Task instructions ▸
Can you update the attachment text from "Secure attachment: When" up to and including "she gets back.", giving that stretch again with "base of operations" replaced by "home base"?

Supplied passage ▸
+ + +

Thursday, September 17, 2009

Forms of Attachment

Attachment to a primary caregiver takes place during pregnancy and grows stronger during the first three years of life in a healthy relationship. Attachment is necessary for an infant to grow and develop emotionally and physically. Sadly, when the attachment to the primary care giver is broken within the first three years of life Reactive Attachment Disorder can develop.

Some of the factors causing this break in attachment:

neglect
abandonment
mental illness of primary care giver
alcoholism and/or drug use
hospitalizations of either mother or child
abuse
emotionally unavailable primary care giver
unwanted pregnancy

Forms of Attachment and how they look in a strange situation:

Secure attachment: When in a strange situation the child uses the mother as a secure base of operations. Looks to see if she is watching, comes back now and then to check and make sure she is there, or comes and sits near her if frightened. Is comforted by this close contact.

Anxious/Avoidant Attachment: In a strange situation the child avoids reestablishing contact with the mother after a time of separation. Does not care if mother is in the room and does not use her as a base of operations. If they are upset having mom there does not help.

Anxious/Resistant Attachment: In the strange situation the child will seek close contact with the mom but then resists any form of reassurance from her. These children have much anxiety, are clingy and afraid when they first come into the room. When separated they may be very agitated and anxious but are angry with mom when she gets back.

Anxious/Disorganized Disoriented Attachment: In the strange situation the child shows a variety of behaviors. They may be happy to see the caregiver but as she draws closer they resist. They may approach the caregiver but avoid eye contact. They may appear confused, apprehensive, depressed and even may show some fear of the caregiver.

+ + +

Collected data entries ▸
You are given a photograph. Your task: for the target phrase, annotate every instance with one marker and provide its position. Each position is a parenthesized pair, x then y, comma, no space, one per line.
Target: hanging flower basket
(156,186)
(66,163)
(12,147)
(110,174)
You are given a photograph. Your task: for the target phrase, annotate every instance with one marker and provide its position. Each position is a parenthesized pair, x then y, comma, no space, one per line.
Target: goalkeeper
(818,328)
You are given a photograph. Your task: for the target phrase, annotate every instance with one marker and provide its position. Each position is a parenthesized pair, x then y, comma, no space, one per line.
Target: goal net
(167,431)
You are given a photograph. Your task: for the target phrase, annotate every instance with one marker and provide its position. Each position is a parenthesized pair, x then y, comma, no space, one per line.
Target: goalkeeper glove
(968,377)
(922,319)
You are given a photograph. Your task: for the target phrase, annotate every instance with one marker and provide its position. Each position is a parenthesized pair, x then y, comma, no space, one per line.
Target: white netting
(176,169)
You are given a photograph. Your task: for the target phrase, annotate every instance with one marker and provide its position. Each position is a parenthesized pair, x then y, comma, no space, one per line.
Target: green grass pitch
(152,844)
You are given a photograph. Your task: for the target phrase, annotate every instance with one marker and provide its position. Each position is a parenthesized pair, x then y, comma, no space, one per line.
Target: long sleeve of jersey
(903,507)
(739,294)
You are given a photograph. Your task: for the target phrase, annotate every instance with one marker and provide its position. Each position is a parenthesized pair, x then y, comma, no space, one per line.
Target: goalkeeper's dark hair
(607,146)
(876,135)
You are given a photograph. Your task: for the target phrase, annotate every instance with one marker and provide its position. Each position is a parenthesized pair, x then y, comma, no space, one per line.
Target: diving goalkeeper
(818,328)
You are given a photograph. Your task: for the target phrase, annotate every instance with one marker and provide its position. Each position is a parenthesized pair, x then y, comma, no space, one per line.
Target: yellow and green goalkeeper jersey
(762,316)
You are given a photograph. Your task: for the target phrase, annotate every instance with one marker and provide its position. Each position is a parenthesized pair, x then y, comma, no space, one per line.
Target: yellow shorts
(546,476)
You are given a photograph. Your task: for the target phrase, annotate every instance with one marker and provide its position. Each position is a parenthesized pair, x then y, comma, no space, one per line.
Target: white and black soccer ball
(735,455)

+ + +

Exercise result ▸
Secure attachment: When in a strange situation the child uses the mother as a secure home base. Looks to see if she is watching, comes back now and then to check and make sure she is there, or comes and sits near her if frightened. Is comforted by this close contact.

Anxious/Avoidant Attachment: In a strange situation the child avoids reestablishing contact with the mother after a time of separation. Does not care if mother is in the room and does not use her as a home base. If they are upset having mom there does not help.

Anxious/Resistant Attachment: In the strange situation the child will seek close contact with the mom but then resists any form of reassurance from her. These children have much anxiety, are clingy and afraid when they first come into the room. When separated they may be very agitated and anxious but are angry with mom when she gets back.